Reproduce everything from the line containing "of the thumb" down to the end of the records, keeping the requests as they are and scaling each point coordinate in the answers by 1.3, rounded to whole numbers with halves rounded up. Give only those lines.

========

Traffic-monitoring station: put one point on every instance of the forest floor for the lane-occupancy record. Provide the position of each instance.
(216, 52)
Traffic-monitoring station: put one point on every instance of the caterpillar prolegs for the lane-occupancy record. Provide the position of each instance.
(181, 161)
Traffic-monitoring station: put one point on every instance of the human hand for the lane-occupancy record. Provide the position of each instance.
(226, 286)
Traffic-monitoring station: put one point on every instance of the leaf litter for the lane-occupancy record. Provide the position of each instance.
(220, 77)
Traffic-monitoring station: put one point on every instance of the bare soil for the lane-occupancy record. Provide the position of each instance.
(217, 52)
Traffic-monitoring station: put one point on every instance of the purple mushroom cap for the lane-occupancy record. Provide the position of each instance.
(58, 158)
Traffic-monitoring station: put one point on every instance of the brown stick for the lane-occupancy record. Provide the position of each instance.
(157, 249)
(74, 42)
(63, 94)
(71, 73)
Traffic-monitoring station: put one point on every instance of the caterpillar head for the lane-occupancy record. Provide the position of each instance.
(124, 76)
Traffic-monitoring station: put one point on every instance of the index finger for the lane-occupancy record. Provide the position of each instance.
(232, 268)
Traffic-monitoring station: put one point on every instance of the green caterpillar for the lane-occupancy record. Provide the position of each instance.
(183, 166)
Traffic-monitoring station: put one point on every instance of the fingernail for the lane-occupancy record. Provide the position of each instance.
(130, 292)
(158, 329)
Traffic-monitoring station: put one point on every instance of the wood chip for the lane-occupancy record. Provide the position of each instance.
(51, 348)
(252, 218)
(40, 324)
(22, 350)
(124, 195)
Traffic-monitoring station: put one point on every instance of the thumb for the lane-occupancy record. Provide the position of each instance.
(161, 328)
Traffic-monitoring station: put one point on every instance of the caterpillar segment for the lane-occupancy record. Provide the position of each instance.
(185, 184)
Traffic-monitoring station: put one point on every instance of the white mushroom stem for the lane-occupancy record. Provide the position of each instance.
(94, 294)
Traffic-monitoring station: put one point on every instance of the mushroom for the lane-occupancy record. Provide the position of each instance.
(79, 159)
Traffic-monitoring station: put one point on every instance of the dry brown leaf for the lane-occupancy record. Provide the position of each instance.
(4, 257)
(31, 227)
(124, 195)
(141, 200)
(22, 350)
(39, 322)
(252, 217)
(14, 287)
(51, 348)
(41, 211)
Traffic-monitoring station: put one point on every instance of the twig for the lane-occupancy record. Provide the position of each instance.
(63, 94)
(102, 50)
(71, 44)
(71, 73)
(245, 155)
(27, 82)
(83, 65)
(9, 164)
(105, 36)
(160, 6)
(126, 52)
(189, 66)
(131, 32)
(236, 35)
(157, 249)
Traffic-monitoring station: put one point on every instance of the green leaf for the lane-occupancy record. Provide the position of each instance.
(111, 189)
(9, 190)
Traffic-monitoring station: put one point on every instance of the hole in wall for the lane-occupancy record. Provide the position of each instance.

========

## Exercise answer
Traffic-monitoring station: put one point on every instance of the thumb for the lane-occupancy record. Provide the position of each instance.
(209, 426)
Traffic-monitoring station: put one point on every instance of the caterpillar segment for the lane-occupancy record. Provide the position of each instance.
(241, 239)
Traffic-monitoring station: put one point on every instance of the white mushroom stem for the lane-occupancy record. Provide the position of each instance.
(122, 382)
Traffic-monitoring station: put one point on every instance of the mushroom for the lane-occupancy record. Provide the position of each instance.
(103, 207)
Traffic-monitoring station: put one point on every instance of the dry brown leaf for the lane-occupancy record. Provide the position of each instance.
(5, 334)
(40, 295)
(161, 254)
(183, 260)
(29, 455)
(51, 419)
(328, 282)
(18, 373)
(66, 452)
(53, 274)
Traffic-monitoring station: put one point on every instance of the twig for the lane-occupancy record. Provide the position of each instance.
(82, 122)
(133, 65)
(92, 57)
(92, 95)
(319, 202)
(35, 107)
(108, 85)
(12, 213)
(137, 47)
(208, 8)
(164, 68)
(246, 86)
(170, 42)
(307, 46)
(204, 324)
Traffic-monitoring station: put one point on every instance of the green leaf for the lane-occupancy record. Provide the position of each instance.
(144, 246)
(12, 247)
Traffic-monitoring station: put one point on every instance of the hole in wall for the lane-occupancy record. Provide the position of each instance.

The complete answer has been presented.